## [YOUR GOAL]
Reproduce the items below word for word, from the line containing "[spot] the plowed" through the last line of the items, inclusive.

________________________

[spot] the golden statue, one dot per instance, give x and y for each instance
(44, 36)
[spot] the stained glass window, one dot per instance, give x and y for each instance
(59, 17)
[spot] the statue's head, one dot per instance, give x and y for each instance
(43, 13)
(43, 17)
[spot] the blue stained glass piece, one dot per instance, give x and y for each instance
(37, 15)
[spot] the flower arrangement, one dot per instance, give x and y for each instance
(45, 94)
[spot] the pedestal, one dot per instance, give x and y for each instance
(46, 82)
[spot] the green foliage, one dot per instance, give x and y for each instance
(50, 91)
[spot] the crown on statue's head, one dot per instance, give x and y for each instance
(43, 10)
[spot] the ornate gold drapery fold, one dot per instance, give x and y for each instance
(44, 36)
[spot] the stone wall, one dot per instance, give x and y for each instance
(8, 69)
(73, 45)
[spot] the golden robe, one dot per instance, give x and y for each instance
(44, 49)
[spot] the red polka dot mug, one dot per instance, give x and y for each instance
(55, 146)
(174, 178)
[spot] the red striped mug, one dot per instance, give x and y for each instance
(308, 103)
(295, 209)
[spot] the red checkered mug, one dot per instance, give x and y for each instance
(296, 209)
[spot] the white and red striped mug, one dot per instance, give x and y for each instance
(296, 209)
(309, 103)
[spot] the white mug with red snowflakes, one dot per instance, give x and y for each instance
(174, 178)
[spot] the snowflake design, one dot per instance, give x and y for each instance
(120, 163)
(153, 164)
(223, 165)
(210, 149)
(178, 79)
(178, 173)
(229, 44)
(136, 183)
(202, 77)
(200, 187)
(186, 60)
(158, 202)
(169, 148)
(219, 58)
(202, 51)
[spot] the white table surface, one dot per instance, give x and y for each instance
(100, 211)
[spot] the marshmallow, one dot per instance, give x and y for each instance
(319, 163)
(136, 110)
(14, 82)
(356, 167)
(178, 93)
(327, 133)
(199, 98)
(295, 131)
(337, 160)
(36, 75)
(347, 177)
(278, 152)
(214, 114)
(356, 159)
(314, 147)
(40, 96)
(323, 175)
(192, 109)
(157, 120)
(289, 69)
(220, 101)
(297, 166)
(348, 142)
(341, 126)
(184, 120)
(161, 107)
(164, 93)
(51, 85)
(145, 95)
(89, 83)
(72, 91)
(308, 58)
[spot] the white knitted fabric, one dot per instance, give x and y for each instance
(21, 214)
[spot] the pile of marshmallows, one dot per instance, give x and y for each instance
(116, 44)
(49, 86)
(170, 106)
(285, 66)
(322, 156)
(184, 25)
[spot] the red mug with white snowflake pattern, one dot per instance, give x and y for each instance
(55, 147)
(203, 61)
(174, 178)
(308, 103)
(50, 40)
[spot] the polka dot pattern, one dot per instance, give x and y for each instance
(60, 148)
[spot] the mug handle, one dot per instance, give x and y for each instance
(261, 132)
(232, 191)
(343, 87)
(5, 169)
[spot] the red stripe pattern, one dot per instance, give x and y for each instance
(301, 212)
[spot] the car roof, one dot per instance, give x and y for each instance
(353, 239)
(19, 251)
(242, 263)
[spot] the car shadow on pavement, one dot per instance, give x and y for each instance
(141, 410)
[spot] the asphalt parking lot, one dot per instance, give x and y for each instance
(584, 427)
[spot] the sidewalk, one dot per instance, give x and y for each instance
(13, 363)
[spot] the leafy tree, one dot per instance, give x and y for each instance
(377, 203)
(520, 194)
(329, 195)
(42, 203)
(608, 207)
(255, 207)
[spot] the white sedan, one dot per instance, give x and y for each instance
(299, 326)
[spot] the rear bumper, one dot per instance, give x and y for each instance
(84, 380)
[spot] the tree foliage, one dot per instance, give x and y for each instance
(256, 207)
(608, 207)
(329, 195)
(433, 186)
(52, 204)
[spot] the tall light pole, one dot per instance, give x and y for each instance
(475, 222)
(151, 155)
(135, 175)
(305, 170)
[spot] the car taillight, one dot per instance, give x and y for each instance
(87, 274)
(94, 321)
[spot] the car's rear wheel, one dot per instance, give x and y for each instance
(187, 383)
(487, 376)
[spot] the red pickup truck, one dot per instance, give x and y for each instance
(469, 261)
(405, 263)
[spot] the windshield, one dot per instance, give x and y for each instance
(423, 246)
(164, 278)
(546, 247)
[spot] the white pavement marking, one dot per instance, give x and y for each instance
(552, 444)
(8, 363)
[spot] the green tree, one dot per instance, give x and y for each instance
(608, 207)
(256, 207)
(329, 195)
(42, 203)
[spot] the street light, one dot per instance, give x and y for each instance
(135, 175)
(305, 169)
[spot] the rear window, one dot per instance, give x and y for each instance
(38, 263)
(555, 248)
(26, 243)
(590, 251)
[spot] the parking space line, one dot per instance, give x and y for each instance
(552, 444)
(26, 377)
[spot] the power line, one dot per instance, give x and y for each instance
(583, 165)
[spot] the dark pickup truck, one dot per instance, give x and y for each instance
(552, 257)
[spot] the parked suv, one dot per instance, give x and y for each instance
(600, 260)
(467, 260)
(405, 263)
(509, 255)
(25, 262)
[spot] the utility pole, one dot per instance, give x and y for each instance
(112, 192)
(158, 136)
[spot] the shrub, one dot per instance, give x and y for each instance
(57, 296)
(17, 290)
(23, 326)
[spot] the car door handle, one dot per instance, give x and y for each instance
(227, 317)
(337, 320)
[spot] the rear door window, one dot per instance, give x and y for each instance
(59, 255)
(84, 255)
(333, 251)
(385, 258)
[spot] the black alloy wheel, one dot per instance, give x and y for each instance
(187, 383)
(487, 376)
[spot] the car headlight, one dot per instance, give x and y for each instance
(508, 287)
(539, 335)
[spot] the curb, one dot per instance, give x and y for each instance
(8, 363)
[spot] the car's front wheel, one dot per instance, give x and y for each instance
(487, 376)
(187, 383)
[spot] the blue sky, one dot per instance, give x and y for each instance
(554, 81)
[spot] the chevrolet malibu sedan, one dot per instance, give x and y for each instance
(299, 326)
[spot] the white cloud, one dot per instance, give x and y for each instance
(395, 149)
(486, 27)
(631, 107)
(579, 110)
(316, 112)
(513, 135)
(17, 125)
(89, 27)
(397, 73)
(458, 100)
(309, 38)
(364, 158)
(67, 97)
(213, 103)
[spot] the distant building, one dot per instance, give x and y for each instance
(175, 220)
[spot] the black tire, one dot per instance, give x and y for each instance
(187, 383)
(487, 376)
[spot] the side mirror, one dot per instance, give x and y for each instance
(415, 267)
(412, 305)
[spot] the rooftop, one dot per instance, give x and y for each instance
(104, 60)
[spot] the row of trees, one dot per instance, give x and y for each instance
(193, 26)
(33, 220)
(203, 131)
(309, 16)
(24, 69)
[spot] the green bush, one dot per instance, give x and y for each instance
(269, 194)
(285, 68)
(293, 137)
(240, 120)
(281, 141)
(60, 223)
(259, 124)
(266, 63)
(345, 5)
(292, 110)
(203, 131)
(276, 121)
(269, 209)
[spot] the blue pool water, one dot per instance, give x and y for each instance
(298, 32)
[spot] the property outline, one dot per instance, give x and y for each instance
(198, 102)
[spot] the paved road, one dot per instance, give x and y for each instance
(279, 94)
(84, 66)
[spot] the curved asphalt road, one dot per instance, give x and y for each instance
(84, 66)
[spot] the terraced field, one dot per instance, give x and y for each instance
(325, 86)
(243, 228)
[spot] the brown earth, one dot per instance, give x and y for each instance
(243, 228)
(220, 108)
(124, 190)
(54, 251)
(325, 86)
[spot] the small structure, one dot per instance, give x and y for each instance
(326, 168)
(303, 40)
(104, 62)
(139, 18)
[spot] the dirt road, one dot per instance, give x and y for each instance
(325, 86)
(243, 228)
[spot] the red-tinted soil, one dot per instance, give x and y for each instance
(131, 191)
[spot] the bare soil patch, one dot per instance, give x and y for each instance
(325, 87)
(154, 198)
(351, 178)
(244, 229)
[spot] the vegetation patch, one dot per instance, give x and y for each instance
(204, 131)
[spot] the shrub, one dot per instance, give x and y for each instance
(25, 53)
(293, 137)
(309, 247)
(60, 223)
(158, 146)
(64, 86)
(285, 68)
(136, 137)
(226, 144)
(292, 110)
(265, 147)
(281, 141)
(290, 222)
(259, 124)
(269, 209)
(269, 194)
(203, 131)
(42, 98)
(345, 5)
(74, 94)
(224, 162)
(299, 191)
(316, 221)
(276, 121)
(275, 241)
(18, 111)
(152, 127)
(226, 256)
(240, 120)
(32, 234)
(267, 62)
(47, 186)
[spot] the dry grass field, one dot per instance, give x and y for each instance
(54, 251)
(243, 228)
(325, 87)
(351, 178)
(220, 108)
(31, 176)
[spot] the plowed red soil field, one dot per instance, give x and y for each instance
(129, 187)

________________________

## [IN RESPONSE]
[spot] the plowed red soil field, one dot per instance, give x and y for each instance
(129, 187)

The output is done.